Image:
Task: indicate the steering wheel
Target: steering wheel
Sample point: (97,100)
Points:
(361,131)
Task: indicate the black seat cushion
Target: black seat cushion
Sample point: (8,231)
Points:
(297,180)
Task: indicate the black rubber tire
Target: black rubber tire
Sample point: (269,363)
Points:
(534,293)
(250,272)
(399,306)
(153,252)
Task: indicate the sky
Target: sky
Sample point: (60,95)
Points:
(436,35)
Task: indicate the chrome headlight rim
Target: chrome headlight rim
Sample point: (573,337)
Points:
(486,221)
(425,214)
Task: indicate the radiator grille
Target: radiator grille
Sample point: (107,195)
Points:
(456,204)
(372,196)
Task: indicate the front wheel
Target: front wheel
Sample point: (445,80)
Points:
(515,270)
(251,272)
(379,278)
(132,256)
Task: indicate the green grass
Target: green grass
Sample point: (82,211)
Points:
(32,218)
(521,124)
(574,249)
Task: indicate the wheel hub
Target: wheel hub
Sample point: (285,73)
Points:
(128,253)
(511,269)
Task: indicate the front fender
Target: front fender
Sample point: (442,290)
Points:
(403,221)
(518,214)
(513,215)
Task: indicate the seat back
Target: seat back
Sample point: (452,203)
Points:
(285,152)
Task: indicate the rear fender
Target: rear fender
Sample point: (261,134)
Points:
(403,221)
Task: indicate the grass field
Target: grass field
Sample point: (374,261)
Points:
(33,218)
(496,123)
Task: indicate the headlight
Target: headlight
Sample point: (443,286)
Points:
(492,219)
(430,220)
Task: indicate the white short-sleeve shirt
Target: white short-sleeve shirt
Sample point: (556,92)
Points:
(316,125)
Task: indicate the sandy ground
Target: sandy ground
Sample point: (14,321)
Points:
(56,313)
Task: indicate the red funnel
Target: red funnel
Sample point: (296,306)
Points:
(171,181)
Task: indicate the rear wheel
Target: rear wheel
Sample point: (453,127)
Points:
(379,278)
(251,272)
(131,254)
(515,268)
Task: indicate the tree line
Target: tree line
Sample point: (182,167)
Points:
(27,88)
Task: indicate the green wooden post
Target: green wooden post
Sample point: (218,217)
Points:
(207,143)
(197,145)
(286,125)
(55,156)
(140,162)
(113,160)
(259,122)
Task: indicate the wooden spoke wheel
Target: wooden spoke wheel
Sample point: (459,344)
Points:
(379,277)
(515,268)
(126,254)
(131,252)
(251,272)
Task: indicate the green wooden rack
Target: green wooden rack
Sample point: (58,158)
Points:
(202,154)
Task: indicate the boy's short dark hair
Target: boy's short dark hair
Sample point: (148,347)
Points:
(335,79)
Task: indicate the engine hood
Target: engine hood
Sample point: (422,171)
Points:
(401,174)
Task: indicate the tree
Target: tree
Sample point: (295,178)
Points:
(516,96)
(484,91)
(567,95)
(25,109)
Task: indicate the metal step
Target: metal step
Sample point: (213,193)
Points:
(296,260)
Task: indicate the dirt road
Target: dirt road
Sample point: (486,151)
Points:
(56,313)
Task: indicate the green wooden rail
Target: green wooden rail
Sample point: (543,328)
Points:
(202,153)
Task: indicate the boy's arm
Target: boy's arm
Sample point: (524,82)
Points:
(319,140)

□ □ □ □ □ □ □

**How to complete this task**: The entries above must each be repeated exactly.

**Response box**:
Image:
Task: indicate the steering wheel
Target: steering wheel
Sample point: (97,100)
Points:
(361,131)
Task: indicate the black seat cushion
Target: black seat cushion
Sample point: (8,231)
Points:
(297,180)
Task: indicate the black rubber tire
Target: black rubber tire
Sample point: (269,363)
Points:
(534,293)
(250,272)
(399,306)
(153,252)
Task: indicate the sky
Target: sky
Sample point: (60,95)
Points:
(436,35)
Task: indicate the chrome headlight rim
Target: chrome headlight rim
Sample point: (573,337)
Points:
(486,221)
(425,214)
Task: indicate the radiator grille
Target: radiator grille
Sample point: (107,195)
Points:
(456,204)
(372,196)
Task: indicate the front wheel
Target: front wheel
Sample point: (445,80)
Points:
(515,270)
(251,272)
(379,278)
(132,256)
Task: indicate the green grass
Target: green grass
Sample point: (82,211)
Points:
(32,218)
(521,124)
(574,249)
Task: indicate the wheel hub
Target: wheel hub
Sample point: (285,73)
Points:
(128,253)
(511,269)
Task: indicate the front fender
Target: front fender
Sample point: (442,290)
Points:
(403,221)
(518,214)
(513,215)
Task: indicate the seat back
Target: seat back
Sample point: (452,203)
Points:
(285,152)
Task: indicate the rear fender
Target: rear fender
Sample point: (261,134)
Points:
(403,221)
Task: indicate the grass field
Target: grass field
Sample point: (374,261)
Points:
(33,218)
(496,123)
Task: indicate the headlight
Target: headlight
Sample point: (443,286)
Points:
(492,219)
(430,220)
Task: indicate the white short-sleeve shirt
Target: white short-sleeve shirt
Sample point: (556,92)
Points:
(316,125)
Task: indicate the sandy ground
Target: sandy ground
Sample point: (14,321)
Points:
(56,313)
Task: indicate the red funnel
Target: red funnel
Sample point: (296,306)
Points:
(171,181)
Task: indicate the rear wheel
Target: rear wheel
Sample point: (453,127)
Points:
(379,278)
(251,272)
(131,254)
(515,268)
Task: indicate the tree line
Target: tree line
Sample point: (182,167)
Points:
(27,88)
Task: indicate the green wooden post
Target: green wooden post
Sample point: (218,217)
Points:
(207,143)
(197,145)
(286,125)
(55,156)
(140,162)
(113,160)
(259,122)
Task: indicate the wooden spoke wheel
Target: wooden spoke wheel
Sample point: (459,344)
Points:
(379,277)
(515,268)
(126,254)
(131,252)
(251,272)
Task: indicate the green wooden rack
Target: green wooden rack
Sample point: (58,158)
Points:
(202,154)
Task: indicate the boy's short dark hair
Target: boy's short dark hair
Sample point: (148,347)
Points:
(335,79)
Task: indicate the engine hood
Target: engine hood
Sample point: (422,171)
Points:
(401,174)
Task: indicate the tree
Target: tree
Sample point: (295,178)
Points:
(516,96)
(484,91)
(567,95)
(25,109)
Task: indicate the metal step
Target: metal step
Sample point: (213,193)
Points:
(296,260)
Task: indicate the dirt road
Target: dirt road
Sample point: (486,151)
Points:
(56,313)
Task: indicate the green wooden rail
Target: green wooden rail
Sample point: (543,328)
Points:
(202,153)
Task: indicate the boy's arm
Target: boy's arm
Sample point: (524,82)
Points:
(319,140)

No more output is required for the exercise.